Extract the stretch of the entries below from their first line through the line that contains "223], [371, 225]]", including both ends, and reproduce those lines without any change.

Extracted data entries:
··········
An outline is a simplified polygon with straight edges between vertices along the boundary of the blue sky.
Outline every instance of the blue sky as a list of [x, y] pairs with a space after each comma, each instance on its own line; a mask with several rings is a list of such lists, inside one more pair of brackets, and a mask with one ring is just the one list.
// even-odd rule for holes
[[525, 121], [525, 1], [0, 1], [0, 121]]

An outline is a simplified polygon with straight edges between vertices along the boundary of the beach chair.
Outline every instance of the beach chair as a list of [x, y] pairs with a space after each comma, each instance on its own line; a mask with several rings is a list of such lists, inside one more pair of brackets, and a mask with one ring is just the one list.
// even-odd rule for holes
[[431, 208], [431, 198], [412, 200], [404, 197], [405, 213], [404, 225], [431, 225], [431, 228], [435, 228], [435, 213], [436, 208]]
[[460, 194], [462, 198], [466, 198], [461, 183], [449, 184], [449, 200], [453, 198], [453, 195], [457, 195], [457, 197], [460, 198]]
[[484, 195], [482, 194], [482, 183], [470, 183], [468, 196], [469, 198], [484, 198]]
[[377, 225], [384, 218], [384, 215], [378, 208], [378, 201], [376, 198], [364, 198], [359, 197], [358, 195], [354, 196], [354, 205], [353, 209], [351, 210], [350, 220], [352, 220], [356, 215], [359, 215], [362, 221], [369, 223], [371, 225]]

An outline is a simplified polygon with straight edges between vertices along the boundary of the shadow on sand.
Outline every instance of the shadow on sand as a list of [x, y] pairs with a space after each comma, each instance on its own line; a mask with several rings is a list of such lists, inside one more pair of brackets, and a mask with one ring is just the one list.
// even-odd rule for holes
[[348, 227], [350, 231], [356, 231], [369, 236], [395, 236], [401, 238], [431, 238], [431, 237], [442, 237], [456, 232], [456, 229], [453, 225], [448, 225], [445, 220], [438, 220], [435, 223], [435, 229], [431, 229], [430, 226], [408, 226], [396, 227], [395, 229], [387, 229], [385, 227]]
··········
- **TASK SOLUTION**:
An outline is a simplified polygon with straight edges between vertices along the boundary of the blue sky.
Outline every instance of the blue sky as a list of [x, y] pairs with a space after each comma, each instance on its own line; a mask with several rings is a list of such lists, inside one more pair of brackets, and a mask with one ring is just the one list.
// even-odd rule for holes
[[525, 121], [525, 1], [0, 1], [0, 121]]

An outline is a simplified polygon with straight edges between vertices along the boundary of the beach chair.
Outline every instance of the beach chair as a list of [x, y] pairs with a space after each comma, each instance on its own line; a mask with several rings is a list of such lists, inside one more pair of brackets, and a mask with one ring is just the one list.
// even-odd rule for holes
[[431, 208], [431, 198], [412, 200], [404, 197], [405, 213], [404, 225], [431, 225], [431, 228], [435, 228], [435, 213], [436, 208]]
[[460, 194], [462, 198], [466, 198], [461, 183], [449, 184], [449, 200], [453, 198], [453, 195], [457, 195], [457, 197], [460, 198]]
[[484, 195], [482, 194], [482, 183], [470, 183], [468, 196], [469, 198], [484, 198]]
[[377, 225], [384, 218], [384, 215], [378, 208], [378, 201], [376, 198], [364, 198], [359, 197], [358, 195], [354, 196], [354, 205], [353, 209], [351, 210], [350, 220], [352, 220], [356, 215], [359, 215], [362, 221], [369, 223], [371, 225]]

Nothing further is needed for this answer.